Excerpted records from a collection:

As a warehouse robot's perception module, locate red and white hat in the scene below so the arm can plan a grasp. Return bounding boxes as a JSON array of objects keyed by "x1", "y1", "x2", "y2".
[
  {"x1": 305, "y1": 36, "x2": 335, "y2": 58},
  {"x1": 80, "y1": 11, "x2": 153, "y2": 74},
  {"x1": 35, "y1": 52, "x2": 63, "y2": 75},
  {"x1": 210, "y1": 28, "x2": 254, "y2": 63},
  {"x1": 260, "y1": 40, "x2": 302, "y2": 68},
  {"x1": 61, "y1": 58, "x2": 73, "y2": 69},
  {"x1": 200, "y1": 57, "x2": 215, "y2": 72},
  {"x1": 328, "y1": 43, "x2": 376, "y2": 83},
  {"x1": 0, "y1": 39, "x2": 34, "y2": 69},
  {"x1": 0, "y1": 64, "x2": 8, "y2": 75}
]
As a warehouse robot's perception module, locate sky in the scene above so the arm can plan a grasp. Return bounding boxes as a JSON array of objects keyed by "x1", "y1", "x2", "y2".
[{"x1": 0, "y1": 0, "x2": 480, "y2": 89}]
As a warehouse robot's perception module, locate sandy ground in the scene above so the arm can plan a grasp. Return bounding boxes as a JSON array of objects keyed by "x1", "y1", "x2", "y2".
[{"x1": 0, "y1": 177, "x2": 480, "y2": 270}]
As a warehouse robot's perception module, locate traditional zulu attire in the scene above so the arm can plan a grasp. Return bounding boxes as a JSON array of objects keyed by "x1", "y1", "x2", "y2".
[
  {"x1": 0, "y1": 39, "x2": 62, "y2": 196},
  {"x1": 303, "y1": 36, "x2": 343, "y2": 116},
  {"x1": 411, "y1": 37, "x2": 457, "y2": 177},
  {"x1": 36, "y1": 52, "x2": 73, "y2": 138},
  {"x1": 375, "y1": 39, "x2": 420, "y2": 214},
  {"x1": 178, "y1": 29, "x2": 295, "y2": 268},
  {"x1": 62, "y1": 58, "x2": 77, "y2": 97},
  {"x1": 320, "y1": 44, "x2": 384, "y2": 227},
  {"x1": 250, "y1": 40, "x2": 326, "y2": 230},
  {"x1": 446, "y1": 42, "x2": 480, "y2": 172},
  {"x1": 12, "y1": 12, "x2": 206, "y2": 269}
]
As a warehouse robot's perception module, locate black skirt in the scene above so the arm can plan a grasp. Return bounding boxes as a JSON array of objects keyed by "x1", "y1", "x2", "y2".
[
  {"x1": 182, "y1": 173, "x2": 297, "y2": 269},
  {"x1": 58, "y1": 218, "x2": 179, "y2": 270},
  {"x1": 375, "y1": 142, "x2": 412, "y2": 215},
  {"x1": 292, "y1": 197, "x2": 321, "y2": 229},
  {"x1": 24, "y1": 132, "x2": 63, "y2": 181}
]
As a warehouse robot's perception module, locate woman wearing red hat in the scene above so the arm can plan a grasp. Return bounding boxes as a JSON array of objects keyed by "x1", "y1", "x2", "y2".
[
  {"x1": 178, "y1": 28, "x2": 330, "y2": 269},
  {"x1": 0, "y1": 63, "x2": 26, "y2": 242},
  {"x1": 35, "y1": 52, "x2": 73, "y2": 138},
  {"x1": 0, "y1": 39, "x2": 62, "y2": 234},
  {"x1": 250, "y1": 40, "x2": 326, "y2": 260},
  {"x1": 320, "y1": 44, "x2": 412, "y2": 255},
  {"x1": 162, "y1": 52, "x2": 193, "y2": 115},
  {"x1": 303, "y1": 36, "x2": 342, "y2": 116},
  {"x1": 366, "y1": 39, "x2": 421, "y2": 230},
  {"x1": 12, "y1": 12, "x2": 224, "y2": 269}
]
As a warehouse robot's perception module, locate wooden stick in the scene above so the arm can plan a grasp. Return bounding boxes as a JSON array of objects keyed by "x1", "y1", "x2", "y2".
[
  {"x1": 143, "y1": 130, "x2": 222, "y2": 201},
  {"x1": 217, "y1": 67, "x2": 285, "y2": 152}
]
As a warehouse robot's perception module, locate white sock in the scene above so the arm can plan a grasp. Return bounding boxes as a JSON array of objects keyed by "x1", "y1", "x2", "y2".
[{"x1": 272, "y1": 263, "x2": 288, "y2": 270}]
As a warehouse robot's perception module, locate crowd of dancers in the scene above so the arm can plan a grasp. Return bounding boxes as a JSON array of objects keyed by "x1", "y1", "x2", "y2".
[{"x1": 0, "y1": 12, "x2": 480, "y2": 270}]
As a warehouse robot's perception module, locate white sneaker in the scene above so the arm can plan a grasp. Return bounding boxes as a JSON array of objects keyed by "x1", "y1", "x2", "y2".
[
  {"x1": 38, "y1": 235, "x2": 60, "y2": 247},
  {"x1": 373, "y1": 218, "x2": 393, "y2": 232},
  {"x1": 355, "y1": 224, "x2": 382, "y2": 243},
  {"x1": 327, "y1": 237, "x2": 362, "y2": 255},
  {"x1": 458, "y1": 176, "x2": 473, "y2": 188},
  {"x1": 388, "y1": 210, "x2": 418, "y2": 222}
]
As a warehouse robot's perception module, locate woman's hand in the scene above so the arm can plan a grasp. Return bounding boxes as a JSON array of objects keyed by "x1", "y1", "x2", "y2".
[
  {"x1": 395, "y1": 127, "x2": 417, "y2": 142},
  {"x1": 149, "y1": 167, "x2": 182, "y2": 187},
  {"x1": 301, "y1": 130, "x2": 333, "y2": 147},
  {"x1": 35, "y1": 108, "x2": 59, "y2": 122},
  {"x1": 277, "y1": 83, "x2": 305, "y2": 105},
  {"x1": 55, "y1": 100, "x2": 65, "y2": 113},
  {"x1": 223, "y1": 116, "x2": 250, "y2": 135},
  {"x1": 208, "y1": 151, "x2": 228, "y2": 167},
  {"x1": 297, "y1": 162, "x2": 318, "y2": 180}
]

■ SHORT PROBLEM: Please find each line above that contains the string "below", with case counting, and copy those lines out in full.

■ COMPLETE OUTPUT:
As a warehouse robot's perception module, locate red and white hat in the scene below so the arm can plan a grasp. Return bounding boxes as a JSON array of objects keyed by "x1", "y1", "x2", "y2".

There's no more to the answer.